[PROVIDED TEXT]:
## Start

It’s also easy to be inspired when a company like Olio2go sends you some outstanding extra virgin olive oils from Tuscany.
This trio arrived in the mail the other day and I knew exactly how to start using them, after harvesting a ripe eggplant from the garden.
It had been at least a year since I made pasta alla Norma, the iconic Sicilian dish with eggplant, named after Bellini’s opera. It was time once again.
You don’t have to peel your eggplant, and I was sorry I had, since the skin was so thin and the purple color would have made a nice contrast to the sauce. Slice the eggplant (about 1/2 inch thick – any thinner and the pieces will fall apart in cooking), then cut into cubes.
I spread the cubes on paper towels and salted them. It’s supposed to help remove the bitterness and some of the water. I’m not so sure it’s necessary when the eggplant is so young and fresh, but I do it anyway if I have time. I let the cubes drain on the paper towels for at least 1/2 hour.
Many people grill or broil the eggplant, rather than fry, since eggplant is notorious for soaking up oil.  I’ve done it myself and it works just fine. But it’s just not as flavorful as cooking it in oil and if you cook it in a nonstick pan, it minimizes the amount of oil needed.
 I chose to cook the eggplant using the Guadagnolo Primus extra virgin oil from Olio2go. This is an intensely spicy oil that comes from pressing of the earliest ripening olives. I thought it would hold its own with the tomatoes and eggplant, and it did. But I didn’t want the eggplant laden with oil, so I limited myself to four tablespoons, enough to grab the flavor of the oil without overly drowning the eggplant. I also added a drizzle at the end to finish the dish.
A nonstick pan (I love the ones from ScanPan) is almost essential in keeping the cubes from attaching to the bottom of the pan.
Toss them around until they’re cooked through and golden brown.

## End

[TASKS FOR THIS EXERCISE]:
(a) Reproduce the eggplant and olive oil passage in full, word for word.
(b) Pull out each line of the listing below that contains the string "face".

[DATA RECORDS]:
## Start

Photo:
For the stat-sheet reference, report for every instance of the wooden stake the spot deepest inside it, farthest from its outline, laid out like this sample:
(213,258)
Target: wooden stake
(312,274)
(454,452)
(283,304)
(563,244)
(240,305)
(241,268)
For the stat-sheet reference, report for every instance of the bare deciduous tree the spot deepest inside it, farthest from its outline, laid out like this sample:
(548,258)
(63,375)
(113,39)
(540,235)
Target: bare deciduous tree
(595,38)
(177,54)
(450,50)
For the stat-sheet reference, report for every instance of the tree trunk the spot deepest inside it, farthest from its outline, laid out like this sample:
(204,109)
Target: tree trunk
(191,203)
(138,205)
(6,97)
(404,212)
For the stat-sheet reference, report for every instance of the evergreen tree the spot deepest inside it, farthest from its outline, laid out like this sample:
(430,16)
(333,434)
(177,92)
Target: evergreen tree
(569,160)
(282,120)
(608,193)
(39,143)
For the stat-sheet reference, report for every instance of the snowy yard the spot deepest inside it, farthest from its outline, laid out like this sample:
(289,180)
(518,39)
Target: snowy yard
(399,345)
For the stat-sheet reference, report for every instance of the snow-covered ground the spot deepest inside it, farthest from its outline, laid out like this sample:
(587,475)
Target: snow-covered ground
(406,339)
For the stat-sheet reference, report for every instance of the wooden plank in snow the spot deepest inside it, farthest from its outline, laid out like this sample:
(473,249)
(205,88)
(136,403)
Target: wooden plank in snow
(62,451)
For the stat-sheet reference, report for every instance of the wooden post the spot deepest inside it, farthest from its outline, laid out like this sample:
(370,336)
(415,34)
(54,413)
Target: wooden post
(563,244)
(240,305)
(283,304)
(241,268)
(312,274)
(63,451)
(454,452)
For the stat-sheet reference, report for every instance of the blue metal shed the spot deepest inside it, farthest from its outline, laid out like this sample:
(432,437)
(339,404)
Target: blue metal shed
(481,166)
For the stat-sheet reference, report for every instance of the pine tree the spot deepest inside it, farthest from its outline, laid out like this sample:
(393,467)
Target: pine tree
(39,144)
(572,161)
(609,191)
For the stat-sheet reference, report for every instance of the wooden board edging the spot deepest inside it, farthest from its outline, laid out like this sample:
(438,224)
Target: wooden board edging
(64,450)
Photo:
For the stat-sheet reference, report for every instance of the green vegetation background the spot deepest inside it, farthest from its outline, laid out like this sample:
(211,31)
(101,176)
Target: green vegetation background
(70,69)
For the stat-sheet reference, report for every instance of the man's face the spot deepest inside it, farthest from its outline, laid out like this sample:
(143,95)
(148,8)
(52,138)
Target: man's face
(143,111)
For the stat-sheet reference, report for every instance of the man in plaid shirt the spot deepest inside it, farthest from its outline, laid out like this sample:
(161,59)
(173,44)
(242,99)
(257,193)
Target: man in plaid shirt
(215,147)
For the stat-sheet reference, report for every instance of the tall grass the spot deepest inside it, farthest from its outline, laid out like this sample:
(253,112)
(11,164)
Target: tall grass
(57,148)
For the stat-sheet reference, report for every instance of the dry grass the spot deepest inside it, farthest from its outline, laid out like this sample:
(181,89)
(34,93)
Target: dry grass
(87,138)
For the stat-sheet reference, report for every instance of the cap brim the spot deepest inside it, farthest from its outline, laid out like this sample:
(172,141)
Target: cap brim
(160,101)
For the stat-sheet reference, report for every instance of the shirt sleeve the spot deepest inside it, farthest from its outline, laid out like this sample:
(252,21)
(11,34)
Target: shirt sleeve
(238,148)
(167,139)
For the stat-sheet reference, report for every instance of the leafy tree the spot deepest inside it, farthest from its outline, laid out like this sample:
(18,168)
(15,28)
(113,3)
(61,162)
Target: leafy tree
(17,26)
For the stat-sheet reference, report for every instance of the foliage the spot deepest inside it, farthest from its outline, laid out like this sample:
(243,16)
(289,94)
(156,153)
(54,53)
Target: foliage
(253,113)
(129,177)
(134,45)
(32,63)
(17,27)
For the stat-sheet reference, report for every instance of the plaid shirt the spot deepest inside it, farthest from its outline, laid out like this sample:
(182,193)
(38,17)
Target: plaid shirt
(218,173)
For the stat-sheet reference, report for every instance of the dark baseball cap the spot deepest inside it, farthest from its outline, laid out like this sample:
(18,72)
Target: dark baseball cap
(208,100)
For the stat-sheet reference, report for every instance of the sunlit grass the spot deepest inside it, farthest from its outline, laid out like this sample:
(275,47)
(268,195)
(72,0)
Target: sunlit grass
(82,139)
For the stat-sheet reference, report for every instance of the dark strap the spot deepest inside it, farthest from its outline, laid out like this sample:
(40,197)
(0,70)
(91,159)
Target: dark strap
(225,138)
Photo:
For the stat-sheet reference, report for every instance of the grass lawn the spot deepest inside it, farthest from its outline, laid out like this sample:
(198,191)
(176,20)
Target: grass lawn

## End

[OUTPUTS BY TASK]:
(a)
It’s also easy to be inspired when a company like Olio2go sends you some outstanding extra virgin olive oils from Tuscany.
This trio arrived in the mail the other day and I knew exactly how to start using them, after harvesting a ripe eggplant from the garden.
It had been at least a year since I made pasta alla Norma, the iconic Sicilian dish with eggplant, named after Bellini’s opera. It was time once again.
You don’t have to peel your eggplant, and I was sorry I had, since the skin was so thin and the purple color would have made a nice contrast to the sauce. Slice the eggplant (about 1/2 inch thick – any thinner and the pieces will fall apart in cooking), then cut into cubes.
I spread the cubes on paper towels and salted them. It’s supposed to help remove the bitterness and some of the water. I’m not so sure it’s necessary when the eggplant is so young and fresh, but I do it anyway if I have time. I let the cubes drain on the paper towels for at least 1/2 hour.
Many people grill or broil the eggplant, rather than fry, since eggplant is notorious for soaking up oil.  I’ve done it myself and it works just fine. But it’s just not as flavorful as cooking it in oil and if you cook it in a nonstick pan, it minimizes the amount of oil needed.
 I chose to cook the eggplant using the Guadagnolo Primus extra virgin oil from Olio2go. This is an intensely spicy oil that comes from pressing of the earliest ripening olives. I thought it would hold its own with the tomatoes and eggplant, and it did. But I didn’t want the eggplant laden with oil, so I limited myself to four tablespoons, enough to grab the flavor of the oil without overly drowning the eggplant. I also added a drizzle at the end to finish the dish.
A nonstick pan (I love the ones from ScanPan) is almost essential in keeping the cubes from attaching to the bottom of the pan.
Toss them around until they’re cooked through and golden brown.

(b)
For the stat-sheet reference, report for every instance of the man's face the spot deepest inside it, farthest from its outline, laid out like this sample:
Target: man's face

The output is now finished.